Text
Content starts
Skip to content

P04: Swap the Dynamics Backbone

Format: Jupyter notebook (p04_transformer_backbone.ipynb)
Prerequisites: P02, L03 Part A
Builds toward: P05 (this Transformer world model is the second system compared in the evaluation dashboard)


What You Will Build

A Transformer-based world model in a single notebook. The RSSM's GRU is replaced by a small causal Transformer. The design follows STORM: a categorical VAE compresses each frame into one discrete latent token, and a causal Transformer processes the token sequence to predict future latents. Keep the Transformer small (2-4 layers, 128 hidden dimensions) so it trains within the same time budget as P03.

Train on the same environment and data budget as P03 so the P05 comparison is controlled.


Notebook Sections

Section 1: Categorical VAE

Implement a categorical VAE: the encoder outputs a categorical distribution over a small codebook (32 categories, each 32-dimensional). Use the straight-through estimator to pass gradients through the discrete sampling. Each frame maps to a single token index.

Section 2: Causal Transformer

Implement a small Transformer with causal masking. The input sequence interleaves latent tokens z_t and action tokens a_t. The Transformer predicts the next token distribution, current reward, and continuation flag.

Section 3: Training

Train on the same trajectory data as P03. Use the same number of gradient steps for a fair comparison. Log token prediction loss and reward prediction loss.
Content ends
Task goal
Please continue the notebook guide on swapping in a Transformer dynamics backbone, picking up after its last sentence about logging the two losses.

Source information
Content starts
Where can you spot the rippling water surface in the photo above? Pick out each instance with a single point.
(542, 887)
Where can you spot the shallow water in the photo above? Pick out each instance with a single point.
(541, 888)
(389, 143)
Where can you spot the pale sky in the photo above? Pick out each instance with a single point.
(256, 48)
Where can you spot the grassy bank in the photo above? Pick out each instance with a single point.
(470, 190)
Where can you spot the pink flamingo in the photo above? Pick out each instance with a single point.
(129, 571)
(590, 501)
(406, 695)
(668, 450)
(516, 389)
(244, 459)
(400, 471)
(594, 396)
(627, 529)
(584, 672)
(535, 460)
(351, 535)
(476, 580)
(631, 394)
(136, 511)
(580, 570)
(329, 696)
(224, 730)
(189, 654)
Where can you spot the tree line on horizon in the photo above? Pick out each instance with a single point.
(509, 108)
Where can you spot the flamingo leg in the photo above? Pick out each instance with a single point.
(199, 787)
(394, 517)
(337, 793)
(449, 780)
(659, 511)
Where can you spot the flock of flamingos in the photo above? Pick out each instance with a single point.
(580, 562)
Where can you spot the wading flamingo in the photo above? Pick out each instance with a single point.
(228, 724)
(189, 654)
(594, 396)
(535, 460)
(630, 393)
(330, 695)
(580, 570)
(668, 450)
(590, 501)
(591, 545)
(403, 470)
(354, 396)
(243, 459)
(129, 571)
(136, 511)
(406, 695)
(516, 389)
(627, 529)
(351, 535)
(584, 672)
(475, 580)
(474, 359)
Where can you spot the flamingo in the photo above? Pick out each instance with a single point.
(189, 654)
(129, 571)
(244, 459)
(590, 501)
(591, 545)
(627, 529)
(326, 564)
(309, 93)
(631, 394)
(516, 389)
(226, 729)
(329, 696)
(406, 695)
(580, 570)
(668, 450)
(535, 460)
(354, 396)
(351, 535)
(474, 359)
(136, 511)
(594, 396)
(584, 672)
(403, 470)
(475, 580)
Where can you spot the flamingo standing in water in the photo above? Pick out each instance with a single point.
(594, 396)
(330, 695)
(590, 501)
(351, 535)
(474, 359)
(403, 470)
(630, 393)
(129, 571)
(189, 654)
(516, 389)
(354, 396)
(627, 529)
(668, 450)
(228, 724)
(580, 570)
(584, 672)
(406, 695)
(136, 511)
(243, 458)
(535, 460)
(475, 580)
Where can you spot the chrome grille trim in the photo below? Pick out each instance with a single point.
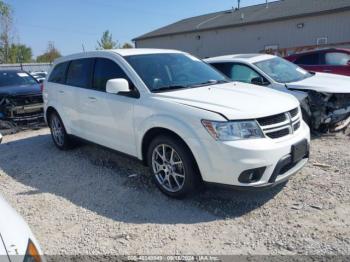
(290, 124)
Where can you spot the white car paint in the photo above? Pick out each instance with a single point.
(320, 82)
(14, 233)
(328, 87)
(121, 122)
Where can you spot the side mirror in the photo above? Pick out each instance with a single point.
(259, 81)
(118, 85)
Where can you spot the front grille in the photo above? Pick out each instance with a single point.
(296, 126)
(27, 100)
(280, 125)
(293, 113)
(271, 120)
(278, 134)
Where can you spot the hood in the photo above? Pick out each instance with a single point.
(323, 83)
(20, 90)
(13, 229)
(234, 100)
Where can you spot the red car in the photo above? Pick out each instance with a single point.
(334, 61)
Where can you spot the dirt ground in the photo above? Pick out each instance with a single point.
(93, 201)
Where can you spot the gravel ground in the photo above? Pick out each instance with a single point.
(93, 201)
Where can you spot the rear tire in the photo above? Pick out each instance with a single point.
(58, 132)
(173, 167)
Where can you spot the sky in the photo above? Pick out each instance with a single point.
(70, 24)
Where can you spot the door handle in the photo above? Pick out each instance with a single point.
(92, 99)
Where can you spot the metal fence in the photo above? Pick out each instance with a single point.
(29, 67)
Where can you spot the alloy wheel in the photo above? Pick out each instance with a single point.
(168, 168)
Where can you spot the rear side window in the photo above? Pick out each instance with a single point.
(58, 74)
(337, 58)
(312, 59)
(79, 73)
(106, 69)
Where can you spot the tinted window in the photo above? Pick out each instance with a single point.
(337, 58)
(312, 59)
(79, 73)
(59, 73)
(282, 71)
(13, 78)
(166, 72)
(237, 72)
(224, 68)
(105, 70)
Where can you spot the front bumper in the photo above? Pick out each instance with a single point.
(224, 162)
(25, 114)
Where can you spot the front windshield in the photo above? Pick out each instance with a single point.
(171, 71)
(16, 79)
(282, 71)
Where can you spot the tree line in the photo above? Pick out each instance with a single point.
(12, 52)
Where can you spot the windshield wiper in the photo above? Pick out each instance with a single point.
(210, 82)
(169, 88)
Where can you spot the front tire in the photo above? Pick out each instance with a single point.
(58, 132)
(173, 167)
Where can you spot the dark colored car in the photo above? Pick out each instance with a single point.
(21, 100)
(334, 61)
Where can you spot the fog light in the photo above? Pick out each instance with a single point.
(251, 175)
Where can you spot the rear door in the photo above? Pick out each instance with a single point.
(62, 96)
(107, 119)
(78, 80)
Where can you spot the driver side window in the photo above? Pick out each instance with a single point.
(238, 72)
(243, 73)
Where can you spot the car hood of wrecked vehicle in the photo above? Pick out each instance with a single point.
(323, 83)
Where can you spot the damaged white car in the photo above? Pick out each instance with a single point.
(324, 98)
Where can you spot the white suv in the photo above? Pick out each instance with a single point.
(180, 116)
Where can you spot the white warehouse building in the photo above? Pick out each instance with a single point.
(283, 27)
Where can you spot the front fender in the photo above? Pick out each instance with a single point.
(174, 124)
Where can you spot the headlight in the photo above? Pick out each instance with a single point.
(32, 253)
(235, 130)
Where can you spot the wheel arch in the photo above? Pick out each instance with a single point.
(48, 112)
(157, 131)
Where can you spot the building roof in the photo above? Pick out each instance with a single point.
(250, 58)
(121, 52)
(279, 10)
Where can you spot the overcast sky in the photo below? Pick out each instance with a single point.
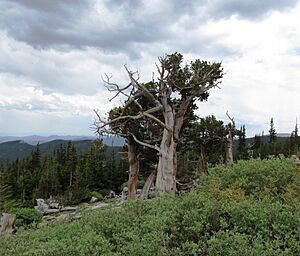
(53, 53)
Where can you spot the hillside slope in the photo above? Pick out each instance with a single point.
(9, 151)
(252, 208)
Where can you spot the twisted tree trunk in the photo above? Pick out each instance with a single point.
(133, 167)
(201, 161)
(166, 169)
(6, 224)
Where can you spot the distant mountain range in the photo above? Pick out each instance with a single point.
(12, 147)
(35, 139)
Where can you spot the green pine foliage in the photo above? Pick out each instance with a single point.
(66, 175)
(245, 209)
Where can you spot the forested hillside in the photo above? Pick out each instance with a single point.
(251, 208)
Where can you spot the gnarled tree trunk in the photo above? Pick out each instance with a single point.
(133, 167)
(6, 224)
(229, 149)
(166, 169)
(201, 161)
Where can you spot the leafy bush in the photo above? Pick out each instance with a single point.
(26, 217)
(222, 216)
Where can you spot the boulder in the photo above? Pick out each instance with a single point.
(93, 199)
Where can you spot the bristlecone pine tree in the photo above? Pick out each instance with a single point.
(169, 98)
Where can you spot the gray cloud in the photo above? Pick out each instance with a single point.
(249, 9)
(65, 24)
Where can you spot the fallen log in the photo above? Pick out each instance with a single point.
(6, 224)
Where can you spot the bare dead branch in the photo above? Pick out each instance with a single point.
(140, 86)
(145, 144)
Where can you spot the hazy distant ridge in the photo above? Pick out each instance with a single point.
(35, 139)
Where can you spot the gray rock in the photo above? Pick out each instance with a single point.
(93, 199)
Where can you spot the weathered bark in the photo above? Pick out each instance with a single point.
(201, 163)
(229, 149)
(165, 179)
(133, 167)
(6, 224)
(147, 186)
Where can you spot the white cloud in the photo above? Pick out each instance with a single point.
(62, 85)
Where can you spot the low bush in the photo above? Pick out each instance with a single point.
(222, 216)
(26, 217)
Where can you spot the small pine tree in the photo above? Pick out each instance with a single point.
(272, 133)
(242, 150)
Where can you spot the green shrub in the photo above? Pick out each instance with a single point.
(26, 217)
(224, 215)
Content ends
Response to the exercise
Section 4: Rollout Quality Comparison

Generate 10-step imagined rollouts from both the RSSM (load P03 checkpoint) and this Transformer model. Decode both back to pixel space. Compute PSNR at each horizon step (1, 3, 5, 10). Plot both PSNR curves on the same axes.

Section 5: Training Efficiency

Plot validation loss vs wall-clock time for both architectures on the same axes. Note whether the Transformer's attention cost is observable at the sequence lengths used here.


Deliverables

  • Completed notebook with all cells executed
  • PSNR vs horizon step: Transformer vs RSSM on the same plot
  • Training efficiency comparison plot
  • One paragraph comparing the two architectures based on what you observed

Reference

Transformer world models (IRIS and STORM), categorical VAE, and straight-through estimator: L03 Part A. Teacher forcing gap and long-horizon PSNR diagnostic: L04.